== RECORDS FOR THE TASK ==
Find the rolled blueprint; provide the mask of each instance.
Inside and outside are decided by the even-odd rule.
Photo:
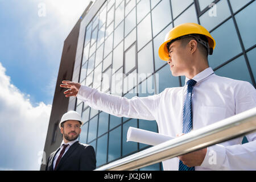
[[[170,136],[133,127],[130,127],[127,133],[127,142],[135,142],[151,146],[156,146],[174,138]]]

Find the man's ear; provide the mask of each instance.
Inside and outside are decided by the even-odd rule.
[[[189,51],[191,53],[191,54],[195,52],[196,52],[197,48],[197,42],[195,40],[191,40],[189,43],[188,43],[188,45],[189,46]]]

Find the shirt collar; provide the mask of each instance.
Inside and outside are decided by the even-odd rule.
[[[61,147],[62,146],[63,146],[64,144],[68,144],[69,145],[69,146],[71,146],[72,144],[73,144],[75,143],[76,143],[76,142],[77,142],[77,141],[78,141],[78,139],[75,139],[75,140],[71,141],[71,142],[68,142],[68,143],[65,143],[65,142],[64,142],[64,140],[62,140],[61,144],[60,144],[60,147]]]
[[[194,80],[195,81],[196,81],[196,82],[198,82],[213,73],[214,73],[213,70],[212,69],[212,68],[209,67],[204,70],[203,72],[201,72],[197,75],[196,75],[192,78],[192,79]],[[187,82],[189,80],[190,78],[186,77],[185,80],[185,85],[186,85]]]

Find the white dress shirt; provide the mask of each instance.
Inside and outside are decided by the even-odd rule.
[[[67,151],[68,151],[68,148],[69,148],[69,147],[73,144],[76,142],[78,141],[78,139],[73,140],[73,141],[71,141],[67,143],[65,143],[64,140],[62,140],[61,144],[60,144],[60,149],[59,150],[59,151],[57,152],[57,154],[55,155],[55,156],[54,157],[54,160],[53,160],[53,169],[55,168],[55,165],[56,165],[56,162],[57,162],[57,159],[59,158],[59,156],[60,155],[60,152],[61,151],[62,149],[63,148],[63,145],[64,144],[68,144],[68,146],[67,146],[66,147],[66,148],[65,148],[65,151],[63,154],[63,155],[62,155],[61,158],[64,156],[64,155],[65,155],[65,154],[67,152]]]
[[[256,107],[256,91],[248,82],[217,76],[211,68],[192,79],[197,81],[192,98],[193,130]],[[182,133],[187,87],[167,88],[159,94],[127,99],[82,85],[77,99],[117,117],[155,120],[160,134],[176,137]],[[195,169],[256,170],[256,133],[246,137],[250,142],[244,144],[240,137],[208,147],[203,163]],[[164,170],[178,170],[179,159],[163,161],[163,166]]]

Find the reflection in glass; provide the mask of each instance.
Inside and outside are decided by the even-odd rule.
[[[136,41],[136,28],[134,28],[125,39],[125,50]]]
[[[109,133],[109,152],[108,162],[121,156],[121,127],[115,129]]]
[[[208,57],[209,66],[212,68],[216,68],[242,52],[232,19],[218,27],[211,35],[217,43],[213,54]]]
[[[182,3],[180,3],[180,0],[171,0],[172,15],[174,19],[176,18],[182,11],[183,11],[188,6],[191,5],[193,0],[183,1]],[[194,7],[193,9],[195,11]],[[188,21],[187,22],[190,22]]]
[[[114,32],[114,47],[118,44],[123,39],[124,23],[122,22]]]
[[[104,58],[106,57],[110,53],[113,49],[113,35],[112,33],[105,42],[104,43]]]
[[[122,42],[113,51],[113,69],[117,71],[123,65],[123,42]]]
[[[185,23],[198,23],[195,5],[193,5],[174,20],[174,26]]]
[[[98,115],[89,121],[88,142],[90,142],[97,137],[97,123]]]
[[[137,5],[137,23],[150,11],[150,0],[141,0]]]
[[[118,126],[122,123],[122,118],[117,117],[113,115],[110,115],[109,122],[109,130],[114,128],[115,126]]]
[[[108,132],[109,127],[109,114],[102,111],[99,114],[98,136]]]
[[[125,36],[136,26],[136,9],[133,11],[125,18]]]
[[[220,1],[216,6],[216,7],[213,6],[199,18],[201,24],[208,31],[231,15],[226,0]],[[214,8],[216,8],[216,14],[213,9]]]
[[[152,42],[150,42],[138,53],[138,73],[148,76],[153,72],[153,50]]]
[[[221,76],[235,80],[246,81],[252,84],[243,56],[237,58],[224,67],[218,69],[214,72],[216,75]]]
[[[127,132],[129,127],[138,127],[137,119],[131,119],[123,125],[123,150],[122,156],[127,155],[138,150],[138,143],[126,142]]]
[[[127,73],[136,65],[135,44],[125,53],[125,73]]]
[[[256,48],[254,48],[247,53],[247,56],[251,66],[254,80],[256,80]]]
[[[235,16],[246,49],[254,46],[256,43],[255,10],[256,2],[254,1]]]
[[[115,10],[115,28],[123,19],[125,15],[125,1]]]
[[[79,141],[82,143],[87,143],[88,128],[88,122],[86,122],[82,126],[81,133],[79,136]]]
[[[108,134],[98,139],[97,142],[96,160],[97,166],[102,165],[106,162],[108,152]]]
[[[173,76],[168,64],[156,72],[159,79],[156,79],[156,93],[160,93],[166,88],[179,86],[179,77]]]
[[[152,39],[151,20],[150,14],[138,25],[138,50],[140,50],[143,46],[150,42]]]
[[[183,2],[182,4],[183,4]],[[171,15],[170,1],[163,0],[152,10],[153,37],[156,35],[171,21],[172,17]],[[163,40],[164,39],[164,37],[163,38]]]

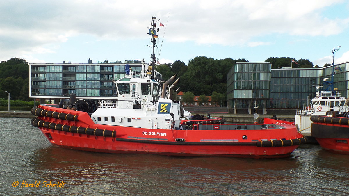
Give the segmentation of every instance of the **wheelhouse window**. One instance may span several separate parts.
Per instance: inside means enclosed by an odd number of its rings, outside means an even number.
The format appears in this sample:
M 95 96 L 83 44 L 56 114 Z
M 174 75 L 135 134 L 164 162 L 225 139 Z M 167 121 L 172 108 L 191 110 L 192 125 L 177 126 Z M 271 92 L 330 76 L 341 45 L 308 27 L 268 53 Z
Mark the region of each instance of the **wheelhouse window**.
M 129 94 L 130 84 L 129 83 L 118 83 L 119 93 L 121 95 Z
M 150 87 L 151 84 L 150 83 L 143 83 L 141 84 L 142 95 L 150 95 Z
M 156 90 L 157 89 L 157 84 L 153 84 L 153 95 L 156 94 Z

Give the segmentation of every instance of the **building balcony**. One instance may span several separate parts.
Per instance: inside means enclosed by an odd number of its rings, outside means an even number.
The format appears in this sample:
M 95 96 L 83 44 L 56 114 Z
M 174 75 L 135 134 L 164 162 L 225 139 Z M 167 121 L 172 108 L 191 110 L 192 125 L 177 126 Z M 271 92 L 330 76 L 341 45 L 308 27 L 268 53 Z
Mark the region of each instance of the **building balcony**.
M 105 86 L 102 85 L 101 86 L 101 89 L 111 89 L 113 88 L 114 86 Z
M 72 77 L 67 77 L 62 78 L 62 79 L 63 80 L 75 80 L 75 78 Z
M 76 72 L 76 71 L 75 70 L 69 70 L 69 69 L 63 69 L 63 70 L 62 70 L 62 72 L 65 72 L 65 73 L 69 72 L 69 73 L 75 73 L 75 72 Z
M 63 85 L 62 86 L 62 88 L 65 89 L 75 89 L 75 85 Z
M 31 80 L 46 80 L 46 78 L 41 77 L 32 77 Z
M 109 70 L 104 70 L 104 69 L 101 69 L 100 70 L 101 73 L 113 73 L 112 71 L 110 71 Z
M 35 73 L 35 72 L 38 72 L 38 73 L 44 73 L 44 72 L 46 72 L 46 69 L 44 70 L 38 70 L 38 69 L 32 69 L 31 71 L 32 73 Z
M 46 88 L 46 85 L 32 85 L 32 88 Z

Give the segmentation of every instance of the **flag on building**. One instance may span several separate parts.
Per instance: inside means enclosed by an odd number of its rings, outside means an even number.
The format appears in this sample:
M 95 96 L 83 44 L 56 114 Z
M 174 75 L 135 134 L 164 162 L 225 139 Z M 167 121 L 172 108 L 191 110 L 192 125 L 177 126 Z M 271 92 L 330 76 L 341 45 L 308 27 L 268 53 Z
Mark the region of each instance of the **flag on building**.
M 149 29 L 149 35 L 156 35 L 156 31 L 154 30 L 152 30 L 150 29 Z
M 297 62 L 296 62 L 296 61 L 295 61 L 295 60 L 293 60 L 293 59 L 292 59 L 292 62 L 291 62 L 291 63 L 295 63 L 296 64 L 298 64 L 298 63 L 297 63 Z
M 337 66 L 335 67 L 334 69 L 336 70 L 339 70 L 340 71 L 342 71 L 342 69 L 341 69 L 341 67 L 339 66 Z

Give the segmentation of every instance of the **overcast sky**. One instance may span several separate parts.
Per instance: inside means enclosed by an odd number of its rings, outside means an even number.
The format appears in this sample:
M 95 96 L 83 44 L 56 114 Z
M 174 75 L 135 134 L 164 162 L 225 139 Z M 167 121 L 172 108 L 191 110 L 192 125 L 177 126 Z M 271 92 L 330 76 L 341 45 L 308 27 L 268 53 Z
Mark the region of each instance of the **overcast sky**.
M 205 56 L 264 61 L 308 59 L 314 65 L 349 61 L 346 0 L 3 0 L 0 60 L 87 63 L 150 61 L 151 17 L 159 27 L 161 63 Z

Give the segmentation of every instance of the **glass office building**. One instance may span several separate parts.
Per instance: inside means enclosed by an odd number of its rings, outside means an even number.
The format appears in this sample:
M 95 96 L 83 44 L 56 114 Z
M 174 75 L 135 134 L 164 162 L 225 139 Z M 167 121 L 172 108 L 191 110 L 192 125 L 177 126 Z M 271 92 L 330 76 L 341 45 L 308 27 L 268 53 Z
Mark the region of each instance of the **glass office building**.
M 127 63 L 140 70 L 140 61 L 135 61 Z M 29 64 L 29 97 L 57 104 L 74 92 L 79 98 L 116 99 L 112 80 L 125 76 L 126 64 Z
M 236 63 L 228 75 L 228 107 L 303 108 L 315 96 L 313 86 L 322 86 L 323 78 L 331 81 L 333 71 L 335 87 L 343 97 L 348 96 L 349 62 L 317 68 L 271 69 L 271 66 L 268 62 Z

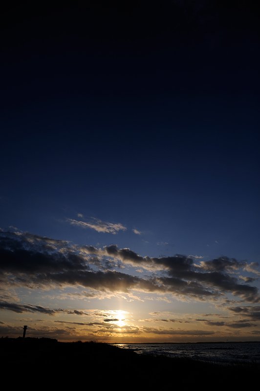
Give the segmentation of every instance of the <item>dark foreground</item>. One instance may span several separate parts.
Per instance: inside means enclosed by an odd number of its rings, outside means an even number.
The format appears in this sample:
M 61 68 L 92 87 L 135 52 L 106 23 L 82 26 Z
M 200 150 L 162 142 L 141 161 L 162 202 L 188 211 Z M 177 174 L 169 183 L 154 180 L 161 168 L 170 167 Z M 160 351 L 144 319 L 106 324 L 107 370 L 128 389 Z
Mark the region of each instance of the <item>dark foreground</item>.
M 108 390 L 248 386 L 259 379 L 260 369 L 259 364 L 219 365 L 138 355 L 107 344 L 47 338 L 0 339 L 0 357 L 2 379 L 8 378 L 10 386 L 27 385 L 29 389 L 44 385 Z

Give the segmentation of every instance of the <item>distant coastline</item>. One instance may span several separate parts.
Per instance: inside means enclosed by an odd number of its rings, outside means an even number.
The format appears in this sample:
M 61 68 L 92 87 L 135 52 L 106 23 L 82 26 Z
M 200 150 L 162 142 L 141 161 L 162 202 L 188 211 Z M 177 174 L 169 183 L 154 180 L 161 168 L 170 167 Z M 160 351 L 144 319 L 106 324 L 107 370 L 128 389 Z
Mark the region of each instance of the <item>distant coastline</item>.
M 197 345 L 198 344 L 260 344 L 260 341 L 207 341 L 206 342 L 108 342 L 109 345 Z

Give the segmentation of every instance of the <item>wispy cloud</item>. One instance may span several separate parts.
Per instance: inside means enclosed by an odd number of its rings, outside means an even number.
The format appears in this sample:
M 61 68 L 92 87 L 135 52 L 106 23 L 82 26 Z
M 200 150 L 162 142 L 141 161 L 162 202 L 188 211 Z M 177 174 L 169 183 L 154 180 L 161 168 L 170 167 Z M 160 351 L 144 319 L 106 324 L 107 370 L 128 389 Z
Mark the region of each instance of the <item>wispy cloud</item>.
M 0 233 L 0 280 L 9 287 L 80 285 L 98 291 L 149 292 L 196 300 L 216 301 L 231 293 L 259 303 L 257 287 L 240 283 L 234 275 L 245 263 L 222 257 L 197 265 L 185 255 L 142 257 L 115 244 L 98 249 L 26 233 Z M 116 270 L 128 264 L 149 274 L 141 278 Z
M 81 214 L 78 214 L 79 215 Z M 81 216 L 79 216 L 80 217 Z M 82 228 L 90 228 L 96 231 L 97 232 L 112 234 L 116 235 L 120 231 L 126 231 L 127 228 L 121 223 L 109 223 L 107 221 L 102 221 L 98 218 L 92 217 L 89 221 L 83 221 L 81 220 L 75 220 L 73 218 L 68 218 L 68 221 L 72 225 L 77 225 Z
M 204 257 L 202 255 L 189 255 L 189 258 L 194 258 L 195 260 L 202 260 Z
M 142 232 L 141 231 L 138 231 L 138 230 L 136 229 L 136 228 L 133 228 L 132 231 L 133 231 L 133 233 L 135 234 L 136 235 L 141 235 L 143 233 L 143 232 Z

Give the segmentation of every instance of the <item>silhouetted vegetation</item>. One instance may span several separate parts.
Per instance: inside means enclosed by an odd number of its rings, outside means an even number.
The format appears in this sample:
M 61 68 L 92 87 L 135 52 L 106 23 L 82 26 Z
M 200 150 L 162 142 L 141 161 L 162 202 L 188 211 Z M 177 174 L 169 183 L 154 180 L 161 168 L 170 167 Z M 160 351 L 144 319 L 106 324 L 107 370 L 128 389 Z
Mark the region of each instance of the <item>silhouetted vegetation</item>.
M 2 373 L 11 375 L 13 386 L 31 383 L 120 389 L 127 384 L 165 389 L 182 387 L 246 385 L 258 378 L 259 364 L 220 366 L 189 358 L 138 354 L 108 344 L 62 343 L 50 338 L 0 339 Z M 40 380 L 39 380 L 40 379 Z M 34 383 L 33 383 L 34 384 Z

== THE PROBLEM ==
Rewrite the stretch of the listing from the line containing "Give the segmentation of every instance of the <item>wispy" through the line containing "M 0 233 L 0", replacing "wispy cloud" with "cirrus cloud" and leaving everything else unchanged.

== RESULT ==
Give the segmentation of every instance of the <item>cirrus cloud</item>. One instance may span several separate parts.
Per instance: inside means enclosed by an odd number of its rings, outside means an even number.
The format appears in this sample:
M 61 68 L 92 87 L 135 52 L 106 23 L 82 26 Z
M 200 150 L 162 142 L 141 161 L 162 202 L 188 211 Z M 177 174 L 169 183 L 154 180 L 161 168 L 170 167 Z M 160 351 L 144 319 L 106 324 L 107 370 L 128 389 Z
Mark the region of each instance of the <item>cirrus cloud</item>.
M 0 233 L 0 280 L 9 287 L 80 285 L 98 291 L 149 292 L 196 300 L 216 301 L 231 293 L 259 303 L 257 287 L 240 283 L 234 275 L 245 263 L 222 257 L 197 265 L 185 255 L 142 257 L 115 244 L 98 249 L 26 233 Z M 116 270 L 128 264 L 149 274 L 141 278 Z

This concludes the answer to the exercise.